COMPLETE THE FOLLOWING:
[a] Please quote the passage on mountain villages word for word, everything from "The assistance to" down to "and tourist visitors.".
[b] Extend the passage on mountain villages by continuing it from the point where it stops.

TEXT EXCERPT:

--

You must have realised dear readers that we have a soft spot for the mountain areas.
This government has tried to promote them and with the new Ministry of Tourism, the appointment of a commissioner for the development of mountain communities and the various infrastructural projects that have been announced and are under construction, the mountain villages should see some positive results.
The assistance to buy property in these areas for permanent residents and improved access, as well as the small-scale improvements within the villages, are also most positive.
After 42 years of operation, our office, is seeing for the first time a noticeable interest by locals to establish their houses and to a lesser extent small-scale businesses in such locations.
A lot of work must still be done towards this end:
- Affordable and better internet is needed. To connect a home in the mountain villages to the internet costs around €40. In our opinion it should either be free, at least for students who live there.
- The various events that many villages would have have now been cancelled (along with the subsidies for them) which is a major minus for promotion and tourist visitors.

--

STORED DATA:
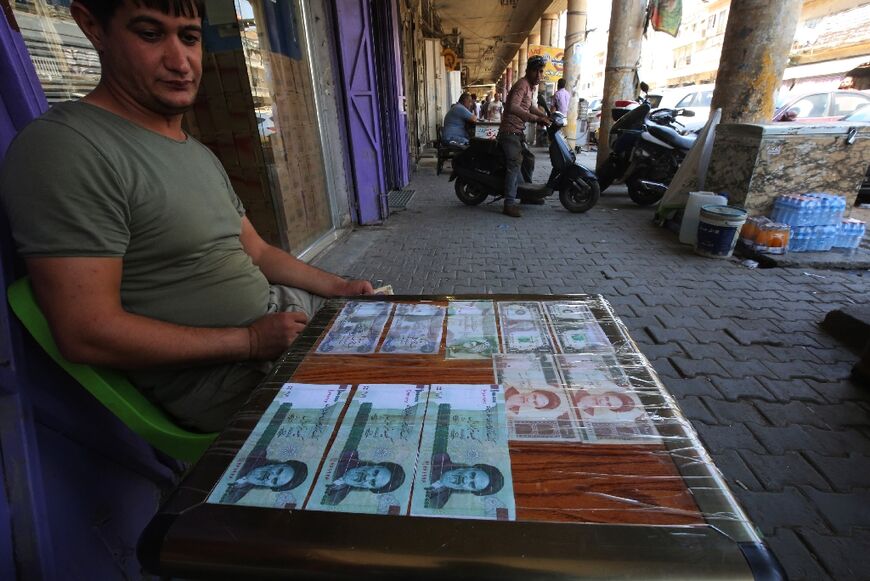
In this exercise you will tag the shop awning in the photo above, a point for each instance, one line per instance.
(826, 68)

--

ANSWER SET:
[a]
The assistance to buy property in these areas for permanent residents and improved access, as well as the small-scale improvements within the villages, are also most positive.
After 42 years of operation, our office, is seeing for the first time a noticeable interest by locals to establish their houses and to a lesser extent small-scale businesses in such locations.
A lot of work must still be done towards this end:
- Affordable and better internet is needed. To connect a home in the mountain villages to the internet costs around €40. In our opinion it should either be free, at least for students who live there.
- The various events that many villages would have have now been cancelled (along with the subsidies for them) which is a major minus for promotion and tourist visitors.

[b]
- Christmas decorations could be a major attraction if a similar atmosphere is created like in countries such as Austria and Germany.
- There is potential for the promotion of Cypriot culture. Greece has numerous cultural associations and clubs promoting local dances and other traditional event and activities. Such groups should be given generous subsidies to set up events and even small salaries for those actively involved. Such festivities should also have subsidised bus travel provided for visitors to come from towns to attend.
- Forest fires are a major concern. It is not enough to be prepared to rush to put out a fire once it has started. Prevention is the best solution. For this we have suggested the employment of forest rangers.
- The ineptitude of local authorities is a problem. One example was the attempted yurt project in Platres. The ‘development’ began but was stopped after our efforts. Pine trees were cut down and rubbish and debris left behind. The local council told us the local environment would be restored, but a year-and-a-half later we have seen no progress.
The inefficiency of local councils and the central government results in all sorts of inaction.
- Heating is a major issue and though there are several subsidy schemes to help with the costs, this is not enough. We know of someone in Omodos who is paying €500 a month for heating. She is now leaving the place.
Permanent residents of the mountain areas are few in number and do not have the voting muscle to help improve the situation.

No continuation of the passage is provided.